- _Excerpted records_
--------

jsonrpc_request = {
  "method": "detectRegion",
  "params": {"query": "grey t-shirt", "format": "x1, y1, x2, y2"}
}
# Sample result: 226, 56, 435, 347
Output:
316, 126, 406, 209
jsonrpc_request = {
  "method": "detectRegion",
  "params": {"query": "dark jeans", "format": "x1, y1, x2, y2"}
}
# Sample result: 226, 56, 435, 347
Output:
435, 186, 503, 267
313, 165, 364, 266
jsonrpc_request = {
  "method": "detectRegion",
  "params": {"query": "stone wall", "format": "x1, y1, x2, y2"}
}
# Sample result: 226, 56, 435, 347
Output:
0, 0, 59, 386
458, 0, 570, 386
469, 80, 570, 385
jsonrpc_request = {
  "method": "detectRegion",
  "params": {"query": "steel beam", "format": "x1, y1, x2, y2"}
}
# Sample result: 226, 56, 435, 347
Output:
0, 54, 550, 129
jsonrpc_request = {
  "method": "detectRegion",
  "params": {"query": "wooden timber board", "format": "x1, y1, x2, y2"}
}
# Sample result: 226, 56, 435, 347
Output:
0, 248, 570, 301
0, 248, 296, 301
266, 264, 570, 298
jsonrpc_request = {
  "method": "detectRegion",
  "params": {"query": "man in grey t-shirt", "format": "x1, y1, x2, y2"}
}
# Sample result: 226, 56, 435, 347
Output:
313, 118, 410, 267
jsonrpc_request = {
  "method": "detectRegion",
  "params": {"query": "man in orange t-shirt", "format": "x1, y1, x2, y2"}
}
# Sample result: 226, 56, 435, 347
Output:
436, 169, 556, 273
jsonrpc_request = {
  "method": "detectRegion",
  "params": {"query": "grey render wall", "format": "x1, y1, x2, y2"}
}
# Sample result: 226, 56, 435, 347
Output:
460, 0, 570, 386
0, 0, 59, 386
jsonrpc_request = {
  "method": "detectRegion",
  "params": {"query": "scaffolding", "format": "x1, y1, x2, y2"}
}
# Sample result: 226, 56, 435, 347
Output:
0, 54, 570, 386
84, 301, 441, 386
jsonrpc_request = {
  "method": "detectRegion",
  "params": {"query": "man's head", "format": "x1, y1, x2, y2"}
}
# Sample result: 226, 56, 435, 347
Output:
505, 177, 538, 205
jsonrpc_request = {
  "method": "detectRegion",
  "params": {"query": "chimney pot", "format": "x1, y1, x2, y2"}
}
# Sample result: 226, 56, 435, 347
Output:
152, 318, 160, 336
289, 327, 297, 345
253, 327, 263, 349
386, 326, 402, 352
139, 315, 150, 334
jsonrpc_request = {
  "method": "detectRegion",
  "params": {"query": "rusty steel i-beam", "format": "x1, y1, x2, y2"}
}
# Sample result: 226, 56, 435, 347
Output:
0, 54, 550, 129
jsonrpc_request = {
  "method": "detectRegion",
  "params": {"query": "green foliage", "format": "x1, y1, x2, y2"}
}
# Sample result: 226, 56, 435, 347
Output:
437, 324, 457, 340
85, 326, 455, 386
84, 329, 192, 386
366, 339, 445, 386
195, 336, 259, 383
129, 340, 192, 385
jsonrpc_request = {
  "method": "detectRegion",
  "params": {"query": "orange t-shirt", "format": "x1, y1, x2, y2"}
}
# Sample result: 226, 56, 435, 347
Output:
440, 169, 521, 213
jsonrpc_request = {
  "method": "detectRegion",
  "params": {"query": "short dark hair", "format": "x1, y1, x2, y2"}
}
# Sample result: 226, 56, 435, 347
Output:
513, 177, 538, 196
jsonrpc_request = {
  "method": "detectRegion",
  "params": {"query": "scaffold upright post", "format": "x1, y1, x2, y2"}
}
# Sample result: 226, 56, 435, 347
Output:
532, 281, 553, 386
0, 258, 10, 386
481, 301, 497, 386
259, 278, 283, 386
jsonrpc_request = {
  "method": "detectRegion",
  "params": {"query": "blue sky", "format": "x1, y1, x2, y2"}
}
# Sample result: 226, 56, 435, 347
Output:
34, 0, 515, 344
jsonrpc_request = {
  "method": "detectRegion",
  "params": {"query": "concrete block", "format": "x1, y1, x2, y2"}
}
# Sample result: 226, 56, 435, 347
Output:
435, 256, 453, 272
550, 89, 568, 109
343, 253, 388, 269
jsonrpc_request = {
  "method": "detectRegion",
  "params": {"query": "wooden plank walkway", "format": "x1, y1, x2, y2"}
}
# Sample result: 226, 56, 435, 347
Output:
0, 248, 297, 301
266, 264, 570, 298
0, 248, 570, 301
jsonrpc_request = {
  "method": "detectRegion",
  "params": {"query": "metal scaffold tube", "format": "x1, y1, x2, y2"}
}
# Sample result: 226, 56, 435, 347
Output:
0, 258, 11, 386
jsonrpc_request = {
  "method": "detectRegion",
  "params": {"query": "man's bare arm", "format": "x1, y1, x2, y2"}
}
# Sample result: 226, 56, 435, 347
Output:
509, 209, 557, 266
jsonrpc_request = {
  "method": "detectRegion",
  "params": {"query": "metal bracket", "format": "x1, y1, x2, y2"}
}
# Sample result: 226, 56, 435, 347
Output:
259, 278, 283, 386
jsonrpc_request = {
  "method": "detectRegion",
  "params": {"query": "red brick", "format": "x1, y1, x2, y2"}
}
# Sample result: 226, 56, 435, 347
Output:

--------

- _Written problem_
Rewrite the material from its first line through the line that contains "313, 165, 364, 266", including both ends and keeping every request line. Multiply each box coordinate in the answers by 1.6 and round to whole numbers, halves up, while leaving the requests and their sample results unchanged.

- _Finished exercise_
jsonrpc_request = {
  "method": "detectRegion",
  "params": {"query": "grey t-shirt", "format": "x1, y1, x2, y2"}
}
# Sample result: 226, 56, 435, 347
Output:
506, 202, 650, 334
jsonrpc_request = {
  "method": "detectRegion",
  "params": {"query": "dark jeans", "format": "x1, y1, x2, y2"}
}
# Sample result: 226, 56, 435, 347
Output:
696, 298, 805, 427
501, 264, 582, 426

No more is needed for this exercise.